Directions: From the entries below, report how many lines contain the string "this". Only the number is wanted.

[Stored data entries]
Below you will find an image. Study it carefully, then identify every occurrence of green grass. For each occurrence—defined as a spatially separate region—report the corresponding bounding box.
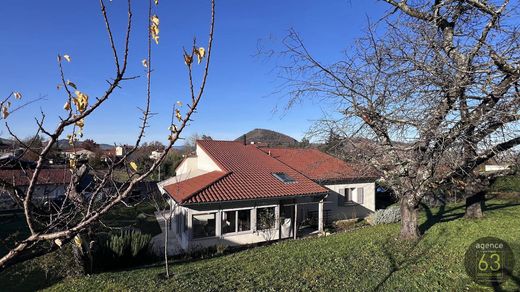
[0,203,162,291]
[39,200,520,291]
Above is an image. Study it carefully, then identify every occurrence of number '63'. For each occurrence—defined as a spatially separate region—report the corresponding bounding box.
[478,253,501,272]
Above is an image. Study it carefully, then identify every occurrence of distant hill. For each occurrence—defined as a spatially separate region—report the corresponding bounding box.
[235,129,298,147]
[52,139,114,150]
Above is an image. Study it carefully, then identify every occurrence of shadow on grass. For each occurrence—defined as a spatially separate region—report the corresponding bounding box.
[373,228,444,291]
[419,200,520,234]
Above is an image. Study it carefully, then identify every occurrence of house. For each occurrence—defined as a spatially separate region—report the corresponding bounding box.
[481,164,510,172]
[156,140,378,255]
[0,168,72,211]
[62,148,95,161]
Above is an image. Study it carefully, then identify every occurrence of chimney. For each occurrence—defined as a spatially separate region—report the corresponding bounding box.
[243,134,247,145]
[268,150,271,156]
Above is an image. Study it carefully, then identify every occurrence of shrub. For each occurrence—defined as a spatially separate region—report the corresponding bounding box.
[334,219,357,232]
[104,229,151,257]
[368,205,401,225]
[489,175,520,193]
[37,243,84,280]
[94,229,151,270]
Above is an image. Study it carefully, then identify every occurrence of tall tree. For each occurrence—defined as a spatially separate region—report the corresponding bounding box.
[276,0,520,239]
[0,0,216,269]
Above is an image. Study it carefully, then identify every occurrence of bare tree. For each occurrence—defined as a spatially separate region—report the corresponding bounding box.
[150,190,176,278]
[0,0,215,269]
[273,0,520,239]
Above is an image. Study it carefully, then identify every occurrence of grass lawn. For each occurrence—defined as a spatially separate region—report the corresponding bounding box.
[0,203,162,292]
[37,199,520,291]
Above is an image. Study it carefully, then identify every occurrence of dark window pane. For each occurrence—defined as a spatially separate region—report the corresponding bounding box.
[237,209,251,231]
[192,213,216,239]
[256,207,275,230]
[222,210,237,234]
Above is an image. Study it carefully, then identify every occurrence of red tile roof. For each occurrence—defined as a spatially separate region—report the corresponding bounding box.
[0,168,72,186]
[262,148,379,182]
[163,171,229,203]
[164,141,328,204]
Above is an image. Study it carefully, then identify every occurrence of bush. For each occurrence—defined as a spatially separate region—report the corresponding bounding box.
[37,243,84,280]
[489,175,520,193]
[368,205,401,225]
[94,229,152,270]
[333,219,357,232]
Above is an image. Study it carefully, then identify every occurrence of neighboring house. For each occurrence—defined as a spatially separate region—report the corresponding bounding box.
[481,164,510,172]
[62,148,95,161]
[260,147,378,220]
[156,140,378,255]
[0,168,72,211]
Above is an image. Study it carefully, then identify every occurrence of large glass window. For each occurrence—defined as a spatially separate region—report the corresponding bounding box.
[222,209,251,234]
[256,207,276,230]
[222,210,237,234]
[192,213,216,239]
[237,209,251,232]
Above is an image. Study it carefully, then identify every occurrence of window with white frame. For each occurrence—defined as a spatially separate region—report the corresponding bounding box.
[347,188,355,202]
[237,209,251,231]
[222,209,251,234]
[357,188,365,204]
[339,188,355,205]
[256,207,276,230]
[222,210,237,234]
[192,213,216,239]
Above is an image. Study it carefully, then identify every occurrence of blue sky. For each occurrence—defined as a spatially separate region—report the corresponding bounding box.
[0,0,388,144]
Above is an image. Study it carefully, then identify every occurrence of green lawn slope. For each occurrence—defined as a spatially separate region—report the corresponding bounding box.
[12,200,520,291]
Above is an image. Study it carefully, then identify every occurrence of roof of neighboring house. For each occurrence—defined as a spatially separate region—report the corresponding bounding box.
[0,168,72,186]
[162,140,328,204]
[261,148,379,182]
[62,148,94,153]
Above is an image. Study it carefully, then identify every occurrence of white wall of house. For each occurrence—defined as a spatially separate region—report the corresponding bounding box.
[483,165,509,172]
[196,146,221,172]
[324,182,375,220]
[152,197,321,255]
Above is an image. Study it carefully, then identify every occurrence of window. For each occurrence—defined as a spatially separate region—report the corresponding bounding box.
[256,207,276,230]
[192,213,216,239]
[357,188,365,204]
[272,172,296,184]
[237,209,251,232]
[222,210,237,234]
[347,188,355,202]
[338,188,356,206]
[338,189,345,205]
[222,209,252,234]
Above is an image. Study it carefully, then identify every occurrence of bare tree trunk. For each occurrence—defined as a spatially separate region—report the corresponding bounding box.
[465,191,485,219]
[164,218,169,278]
[399,198,420,240]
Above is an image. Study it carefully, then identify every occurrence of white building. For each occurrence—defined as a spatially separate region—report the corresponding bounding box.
[155,140,378,255]
[0,168,71,210]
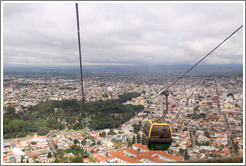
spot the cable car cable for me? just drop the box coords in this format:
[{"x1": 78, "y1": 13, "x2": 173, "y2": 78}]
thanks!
[
  {"x1": 144, "y1": 25, "x2": 243, "y2": 150},
  {"x1": 157, "y1": 25, "x2": 243, "y2": 96},
  {"x1": 75, "y1": 3, "x2": 87, "y2": 124}
]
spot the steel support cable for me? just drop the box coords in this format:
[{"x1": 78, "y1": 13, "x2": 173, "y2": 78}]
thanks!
[
  {"x1": 75, "y1": 3, "x2": 86, "y2": 120},
  {"x1": 157, "y1": 25, "x2": 243, "y2": 97}
]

Answer box: 2